## ЗАДАНИЕ
Перепишите слово в слово отрывок из текста о паттернах у Элиаде, начиная со слов "В результате Элиаде" и дальше до слов "дублируют друг друга." включительно.

## ИЗВЛЕЧЕННЫЙ ТЕКСТ
===
Один из классиков религиоведения второй половины XX века Мирча Элиаде в качестве основного метода своей феноменологической и герменевтической истории религий использовал метод вычленения основных моделей, или паттернов, из многообразного поля религиозных явлений. Во многом именно на этом вычленении Элиаде и основывал свое исследование религий. Освещению данной темы посвящена монография Элиаде «Patterns in Comparative Religion» 1. Элиаде неоднократно писал о «фундаментальном единстве религиозных феноменов и одновременно — о неистощимой новизне способов их выражения» 2.
Концепция паттернов Элиаде во многом близка архетипам Юнга. Элиаде использовал и термин архетип в значении, близко связанном с терминами иерофания, форма, паттерн, парадигма, прототип, трансцендентная модель и так далее. Элиаде предложил рассмотреть историю религий как ряд взаимосвязанных иерофаний, разнообразных проявлений Священного. Подобный подход «показывает нам, с одной стороны, диалектику Священного, а с другой, — те формы, которые оно принимает» 3. Перечисляя преимущества своего метода, Элиаде подчеркивал, что он позволяет антиредукционистски рассматривать религии, оставляя вне зоны исследования попытки априорного дефинирования религиозных явлений, а также, благодаря параллельному рассмотрению как так называемых «низших», так и «высших» [96] религиозных феноменов, избежать эволюционизма, свойственного западнической точке зрения.
В результате Элиаде были вычленены следующие основные паттерны: архетипы сакрального пространства и центра; архетипы сакрального времени; небесный архетип и боги неба; архетип Солнца и солярные культы; архетип Луны и лунарная символика; архетип вод и акватический символизм; архетип камня; архетип земли, женщины и плодовитости; растительная архетипика и символы возрождения; земледелие и культ плодородия; архетипы мифа; архетипы символов. Следует заметить, что, во-первых, выделенные паттерны не являются окончательными, а только основными, а во-вторых, их нельзя четко отделять друг от друга, поскольку между ними существует тесная взаимосвязь, они в чем-то дополняют, а в чем-то и дублируют друг друга.
===
## ИСХОДНЫЙ СПИСОК
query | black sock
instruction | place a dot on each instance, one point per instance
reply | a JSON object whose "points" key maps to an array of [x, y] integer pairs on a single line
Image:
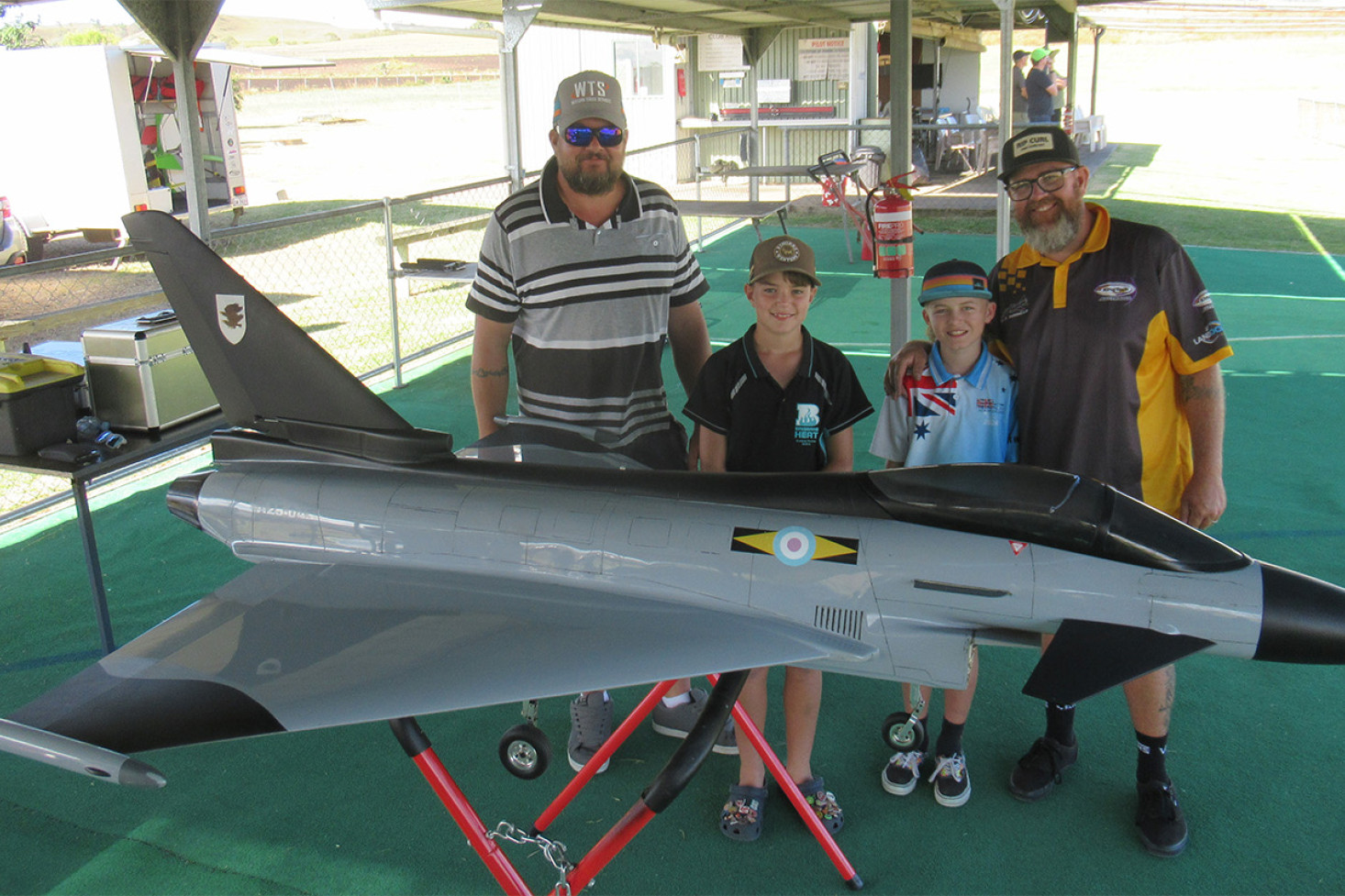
===
## ВЫПОЛНЕННОЕ ЗАДАНИЕ
В результате Элиаде были вычленены следующие основные паттерны: архетипы сакрального пространства и центра; архетипы сакрального времени; небесный архетип и боги неба; архетип Солнца и солярные культы; архетип Луны и лунарная символика; архетип вод и акватический символизм; архетип камня; архетип земли, женщины и плодовитости; растительная архетипика и символы возрождения; земледелие и культ плодородия; архетипы мифа; архетипы символов. Следует заметить, что, во-первых, выделенные паттерны не являются окончательными, а только основными, а во-вторых, их нельзя четко отделять друг от друга, поскольку между ними существует тесная взаимосвязь, они в чем-то дополняют, а в чем-то и дублируют друг друга.